- _DATA ROWS_:

──────────────────────────────

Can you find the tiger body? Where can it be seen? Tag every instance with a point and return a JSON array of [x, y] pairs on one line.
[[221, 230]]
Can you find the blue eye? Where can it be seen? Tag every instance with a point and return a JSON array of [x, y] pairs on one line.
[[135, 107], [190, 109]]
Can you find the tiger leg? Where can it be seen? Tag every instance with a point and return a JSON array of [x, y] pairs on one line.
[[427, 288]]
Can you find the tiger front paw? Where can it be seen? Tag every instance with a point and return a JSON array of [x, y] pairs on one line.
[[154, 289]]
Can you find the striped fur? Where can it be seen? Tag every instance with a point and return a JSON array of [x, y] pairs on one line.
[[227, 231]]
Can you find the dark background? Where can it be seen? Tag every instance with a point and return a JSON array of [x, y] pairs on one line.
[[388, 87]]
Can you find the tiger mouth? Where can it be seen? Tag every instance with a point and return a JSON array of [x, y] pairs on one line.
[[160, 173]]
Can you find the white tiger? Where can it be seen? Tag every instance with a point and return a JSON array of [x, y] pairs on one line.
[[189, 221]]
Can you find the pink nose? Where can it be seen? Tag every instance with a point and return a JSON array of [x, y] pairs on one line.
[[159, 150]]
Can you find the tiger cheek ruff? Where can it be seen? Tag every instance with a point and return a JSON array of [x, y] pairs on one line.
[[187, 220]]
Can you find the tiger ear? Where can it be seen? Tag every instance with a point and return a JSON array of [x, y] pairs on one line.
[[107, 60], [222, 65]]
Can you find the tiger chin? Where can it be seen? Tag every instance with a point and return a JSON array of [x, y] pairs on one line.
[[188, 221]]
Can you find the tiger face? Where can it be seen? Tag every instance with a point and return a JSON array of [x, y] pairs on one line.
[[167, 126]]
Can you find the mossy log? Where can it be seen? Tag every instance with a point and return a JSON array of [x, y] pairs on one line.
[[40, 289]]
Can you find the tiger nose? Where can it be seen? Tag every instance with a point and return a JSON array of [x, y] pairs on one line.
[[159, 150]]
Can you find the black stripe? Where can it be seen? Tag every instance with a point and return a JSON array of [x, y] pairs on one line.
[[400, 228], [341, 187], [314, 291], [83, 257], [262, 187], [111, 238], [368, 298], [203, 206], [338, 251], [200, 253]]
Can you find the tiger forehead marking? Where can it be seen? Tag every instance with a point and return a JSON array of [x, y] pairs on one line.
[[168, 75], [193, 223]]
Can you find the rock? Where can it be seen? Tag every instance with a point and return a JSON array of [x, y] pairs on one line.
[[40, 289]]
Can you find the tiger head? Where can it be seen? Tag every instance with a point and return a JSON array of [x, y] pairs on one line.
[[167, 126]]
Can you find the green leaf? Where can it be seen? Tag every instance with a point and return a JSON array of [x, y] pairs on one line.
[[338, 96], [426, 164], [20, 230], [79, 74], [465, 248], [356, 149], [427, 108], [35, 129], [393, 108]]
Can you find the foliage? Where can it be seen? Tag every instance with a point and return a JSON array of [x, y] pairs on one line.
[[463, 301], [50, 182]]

──────────────────────────────

- _YOUR OBJECTIVE_: Render every line of the records above as a two-column Markdown table headed Row and Text, numbering the rows in order and omitting blank lines.

- _ANSWER TO THIS TASK_:
| Row | Text |
|---|---|
| 1 | Can you find the tiger body? Where can it be seen? Tag every instance with a point and return a JSON array of [x, y] pairs on one line. |
| 2 | [[221, 230]] |
| 3 | Can you find the blue eye? Where can it be seen? Tag every instance with a point and return a JSON array of [x, y] pairs on one line. |
| 4 | [[135, 107], [190, 109]] |
| 5 | Can you find the tiger leg? Where can it be seen? Tag every instance with a point and return a JSON array of [x, y] pairs on one line. |
| 6 | [[427, 288]] |
| 7 | Can you find the tiger front paw? Where can it be seen? Tag every instance with a point and return a JSON array of [x, y] pairs on one line. |
| 8 | [[154, 289]] |
| 9 | Can you find the striped fur? Where can it be seen? Tag every instance with a point and return a JSON array of [x, y] pairs on one line. |
| 10 | [[227, 231]] |
| 11 | Can you find the dark background? Where can it be seen? Tag every instance with a point and return a JSON array of [x, y] pairs on one line. |
| 12 | [[388, 87]] |
| 13 | Can you find the tiger mouth? Where can it be seen? Tag every instance with a point and return a JSON array of [x, y] pairs on one line. |
| 14 | [[160, 173]] |
| 15 | Can you find the white tiger? Where can it be seen? Tag every instance with a point and return a JSON array of [x, y] pairs on one line. |
| 16 | [[189, 221]] |
| 17 | Can you find the pink nose? Where can it be seen? Tag every instance with a point and return a JSON array of [x, y] pairs on one line. |
| 18 | [[159, 150]] |
| 19 | Can you find the tiger cheek ruff? Where can it be seen? Tag every instance with a point and return a JSON array of [x, y] pairs on one line. |
| 20 | [[187, 220]] |
| 21 | Can you find the tiger ear? Where can it be seen? Tag every instance with a point and return a JSON array of [x, y] pairs on one line. |
| 22 | [[107, 60], [222, 65]] |
| 23 | Can you find the tiger chin? Where can it be seen? Tag every instance with a point and return a JSON array of [x, y] pairs on one line. |
| 24 | [[188, 221]] |
| 25 | Can you find the tiger face? Where can it be seen? Tag every instance with a point and return a JSON array of [x, y] pairs on one line. |
| 26 | [[167, 126]] |
| 27 | Can you find the mossy log? Where can it be seen? Tag every instance with a point and return a JSON array of [x, y] pairs on one line. |
| 28 | [[40, 289]] |
| 29 | Can you find the tiger nose? Where can it be seen? Tag every instance with a point and return a JSON array of [x, y] pairs on one line. |
| 30 | [[159, 150]] |
| 31 | Can you find the black stripe? Where can it be seen? Tag every instance with a point and return a JSON array of [x, y] pairs on one line. |
| 32 | [[400, 228], [341, 187], [314, 291], [83, 257], [262, 187], [111, 238], [368, 298], [203, 206], [338, 251], [200, 253]] |
| 33 | Can you find the tiger forehead marking? Where can it be seen? Tag every instance with a point and return a JSON array of [x, y] pairs on one line. |
| 34 | [[168, 75], [193, 223]] |
| 35 | Can you find the rock? Where can it be seen? Tag every instance with a point and return a JSON array of [x, y] pairs on one line. |
| 36 | [[40, 289]] |
| 37 | Can you find the tiger head? Where can it be seen? Tag every instance with a point and return a JSON array of [x, y] pairs on one line. |
| 38 | [[167, 126]] |
| 39 | Can you find the green leaf? Where can it be seen? Tag every instance with a point and return a JSON array of [x, y] pairs on one line. |
| 40 | [[338, 96], [426, 164], [20, 230], [79, 74], [465, 248], [356, 149], [427, 108], [35, 129], [393, 108]] |
| 41 | Can you find the foliage? Where can it be seen? Tag every instance with a point and return a JSON array of [x, y] pairs on one line. |
| 42 | [[463, 301], [50, 182]] |